▶ **Quoted passage**:
══════════

Tuesday, May 19, 2009

[Linux] Nutch + Hadoop + Tomcat

1. Add a user and create working directories for Nutch and Hadoop.
sudo useradd -d /home/nutch nutch
sudo mkdir /home/search
sudo chown -R nutch:nutch /home/search

login as nutch.

2. Download the latest stable release of Nutch.
Download the latest stable release from here:
http://lucene.apache.org/nutch/release/
for Example:
wget http://www.meisei-u.ac.jp/mirror/apache/dist/lucene/nutch/nutch-1.0.tar.gz
3. Unpack the latest stable release of Nutch.

══════════

▶ **Parts of the exercise**:
A: From the Nutch setup notes, set down the passage starting at "Tuesday, May 19, 2009" and ending at "Download the latest stable release of Nutch.".
B: In the Nutch setup notes, list every command line that begins with "sudo".

▶ **Listed records**:
══════════

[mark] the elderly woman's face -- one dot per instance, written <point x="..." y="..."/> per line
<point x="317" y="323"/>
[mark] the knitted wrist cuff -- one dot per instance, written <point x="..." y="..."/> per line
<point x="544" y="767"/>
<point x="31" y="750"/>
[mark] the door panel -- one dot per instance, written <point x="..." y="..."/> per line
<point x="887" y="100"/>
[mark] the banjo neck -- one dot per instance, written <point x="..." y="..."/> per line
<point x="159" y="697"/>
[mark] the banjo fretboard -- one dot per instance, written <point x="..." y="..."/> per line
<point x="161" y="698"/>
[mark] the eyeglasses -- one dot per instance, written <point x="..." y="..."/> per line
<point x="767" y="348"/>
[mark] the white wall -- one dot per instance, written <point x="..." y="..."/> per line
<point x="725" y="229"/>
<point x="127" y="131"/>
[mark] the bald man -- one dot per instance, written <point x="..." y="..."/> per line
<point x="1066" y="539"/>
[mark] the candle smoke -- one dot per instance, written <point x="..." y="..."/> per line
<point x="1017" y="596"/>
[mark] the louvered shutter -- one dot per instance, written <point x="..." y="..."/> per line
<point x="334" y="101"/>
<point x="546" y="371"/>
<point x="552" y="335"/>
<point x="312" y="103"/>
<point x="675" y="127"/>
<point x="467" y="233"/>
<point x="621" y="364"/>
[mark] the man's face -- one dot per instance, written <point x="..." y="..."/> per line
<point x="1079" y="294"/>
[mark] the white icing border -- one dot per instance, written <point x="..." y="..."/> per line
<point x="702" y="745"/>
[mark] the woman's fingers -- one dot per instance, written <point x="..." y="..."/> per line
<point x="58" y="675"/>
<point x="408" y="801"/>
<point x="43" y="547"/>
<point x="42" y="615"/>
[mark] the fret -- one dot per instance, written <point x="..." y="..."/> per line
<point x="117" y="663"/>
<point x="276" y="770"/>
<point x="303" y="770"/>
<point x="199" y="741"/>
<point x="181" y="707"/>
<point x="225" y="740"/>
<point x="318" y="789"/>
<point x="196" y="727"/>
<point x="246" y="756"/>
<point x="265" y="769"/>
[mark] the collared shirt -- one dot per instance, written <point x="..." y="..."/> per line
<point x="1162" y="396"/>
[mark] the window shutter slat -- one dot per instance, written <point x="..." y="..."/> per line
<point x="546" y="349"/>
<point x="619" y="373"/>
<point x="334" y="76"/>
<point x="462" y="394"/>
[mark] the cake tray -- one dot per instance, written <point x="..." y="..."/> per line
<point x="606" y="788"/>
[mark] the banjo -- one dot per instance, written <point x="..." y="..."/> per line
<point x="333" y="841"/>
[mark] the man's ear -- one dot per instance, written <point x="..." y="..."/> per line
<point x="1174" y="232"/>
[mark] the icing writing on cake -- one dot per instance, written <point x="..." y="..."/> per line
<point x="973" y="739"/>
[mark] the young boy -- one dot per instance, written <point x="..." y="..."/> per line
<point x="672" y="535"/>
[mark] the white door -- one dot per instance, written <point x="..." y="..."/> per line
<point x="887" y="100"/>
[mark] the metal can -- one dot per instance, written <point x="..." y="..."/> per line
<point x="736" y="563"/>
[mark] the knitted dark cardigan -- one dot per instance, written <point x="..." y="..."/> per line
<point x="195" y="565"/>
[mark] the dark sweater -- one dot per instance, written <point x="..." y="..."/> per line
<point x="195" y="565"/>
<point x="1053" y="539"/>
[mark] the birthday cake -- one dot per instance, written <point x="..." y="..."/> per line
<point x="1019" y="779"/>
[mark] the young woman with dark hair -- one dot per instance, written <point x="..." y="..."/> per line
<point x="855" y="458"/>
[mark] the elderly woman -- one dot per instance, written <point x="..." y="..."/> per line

══════════

▶ **Exercise results**:
A:
Tuesday, May 19, 2009

[Linux] Nutch + Hadoop + Tomcat

1. Add a user and create working directories for Nutch and Hadoop.
sudo useradd -d /home/nutch nutch
sudo mkdir /home/search
sudo chown -R nutch:nutch /home/search

login as nutch.

2. Download the latest stable release of Nutch.

B:
- sudo useradd -d /home/nutch nutch
- sudo mkdir /home/search
- sudo chown -R nutch:nutch /home/search